OBJETIVO DE LA TAREA: Según el artículo citado en el texto sobre la iconografía y el mito de Guevara, el Che fue el héroe de cierta generación. Enumere los rasgos con que se caracteriza dicha generación.

FRAGMENTO DEL TEXTO:
────────────────
III. Iconografía y mito de Guevara
Los textos que nos facilitaron introducir estas discusiones sobre la violencia y el imaginario popular inscritos en una cultura de la resistencia y la vida, fueron prolongados, siempre en la misma prensa, por artículos de mayor sordidez, más desinformados y todavía menor estatura. Uno de ellos acotaba: “El Che sigue viviendo, pero en las “T-Shirts”. Fue el héroe de la generación de la revuelta estudiantil, del pelo largo y de las drogas. Con bastante frecuencia, donde hay muchas efigies del Che, allí también se “quema monte”[51].
El escribidor está obviamente disgustado con lo que Newsweek calificó como una Che-manía frenética para la que confluían la proximidad de los 30 años de su asesinato y el encuentro y desentierro de sus restos[52]. En su resentimiento, el escribidor, que no puede ignorar que Guevara es noticia y comentario y evocación generalizados, procede a descalificar su rememoración asociándolo con grupos impugnables. Conmemoran a Guevara, por ejemplo, los drogadictos. El escribidor redacta: “El Che y todos los de su calaña...”. El desprecio no se reduce a Guevara, sino a quienquiera participe en su recuerdo. El escribidor no entiende por qué se evoca a un fracasado: “El Che no fue un revolucionario exitoso. No liberó nada. En el caso de Cuba, la fama que ganó, la ganó a la sombra de Fidel”. Y con mayor transparencia rencorosa: “El Che fue un fracasado. El hecho de convertirse en un héroe de T-hirt (sic), no lo redime”.
────────────────
MATERIAL PRESENTADO:
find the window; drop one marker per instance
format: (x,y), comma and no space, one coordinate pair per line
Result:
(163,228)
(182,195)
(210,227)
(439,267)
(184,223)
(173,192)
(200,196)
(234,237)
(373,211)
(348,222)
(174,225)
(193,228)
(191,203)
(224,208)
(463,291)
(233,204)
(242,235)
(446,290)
────────────────
RESPUESTA PROPUESTA: La revuelta estudiantil, el pelo largo y las drogas.